## Begin INPUT RECORDS
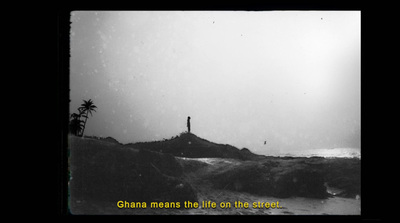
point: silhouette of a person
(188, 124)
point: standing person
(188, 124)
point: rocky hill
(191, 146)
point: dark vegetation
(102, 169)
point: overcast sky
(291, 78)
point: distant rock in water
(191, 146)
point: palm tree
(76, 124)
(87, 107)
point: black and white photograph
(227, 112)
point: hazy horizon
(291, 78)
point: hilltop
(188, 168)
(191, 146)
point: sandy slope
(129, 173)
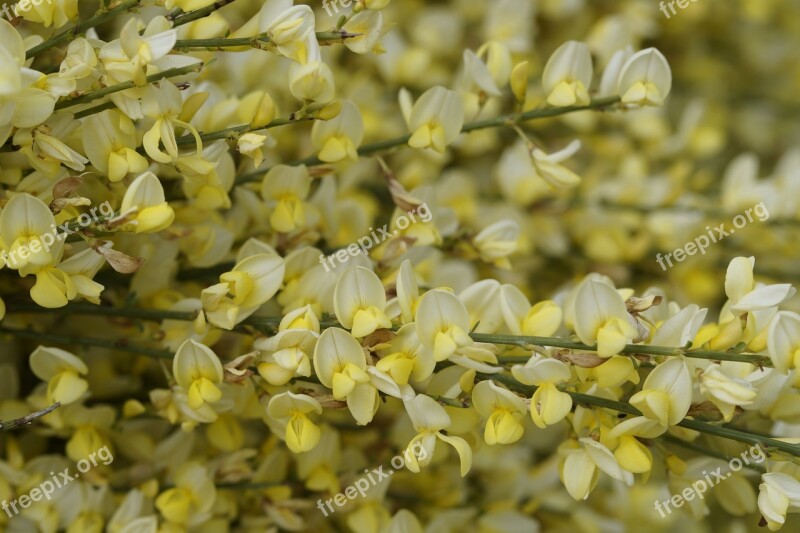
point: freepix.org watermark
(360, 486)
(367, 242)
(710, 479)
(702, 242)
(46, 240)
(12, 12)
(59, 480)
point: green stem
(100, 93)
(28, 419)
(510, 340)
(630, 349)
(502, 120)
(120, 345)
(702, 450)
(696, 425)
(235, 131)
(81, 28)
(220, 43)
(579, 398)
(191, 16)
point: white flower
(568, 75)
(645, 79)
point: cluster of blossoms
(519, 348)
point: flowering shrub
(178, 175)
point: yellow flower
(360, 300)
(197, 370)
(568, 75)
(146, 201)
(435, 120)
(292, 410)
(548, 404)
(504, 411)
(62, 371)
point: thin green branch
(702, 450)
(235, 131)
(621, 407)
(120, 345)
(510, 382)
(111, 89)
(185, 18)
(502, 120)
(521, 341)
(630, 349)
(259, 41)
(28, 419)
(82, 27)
## End INPUT RECORDS
DIRECTIONS FOR THIS TASK
Reproduce every line of the listing above verbatim, leaving out the pictures.

OUTPUT OF THE TASK
point: silhouette of a person
(188, 124)
point: standing person
(188, 124)
point: rocky hill
(191, 146)
point: dark vegetation
(102, 169)
point: overcast sky
(291, 78)
point: distant rock in water
(191, 146)
point: palm tree
(76, 124)
(87, 107)
point: black and white photograph
(227, 112)
point: hazy horizon
(291, 78)
point: hilltop
(188, 168)
(191, 146)
point: sandy slope
(129, 173)
point: freepix.org watermark
(360, 486)
(367, 242)
(710, 479)
(702, 242)
(46, 240)
(12, 12)
(59, 480)
point: green stem
(100, 93)
(28, 419)
(510, 340)
(630, 349)
(502, 120)
(120, 345)
(702, 450)
(696, 425)
(235, 131)
(81, 28)
(220, 43)
(579, 398)
(191, 16)
point: white flower
(568, 75)
(645, 79)
point: cluster of blossoms
(519, 348)
point: flowering shrub
(178, 175)
point: yellow flower
(360, 300)
(197, 370)
(568, 75)
(146, 201)
(435, 120)
(292, 410)
(548, 404)
(504, 411)
(62, 371)
point: thin green branch
(702, 450)
(235, 131)
(621, 407)
(120, 345)
(510, 382)
(111, 89)
(185, 18)
(502, 120)
(521, 341)
(630, 349)
(259, 41)
(28, 419)
(82, 27)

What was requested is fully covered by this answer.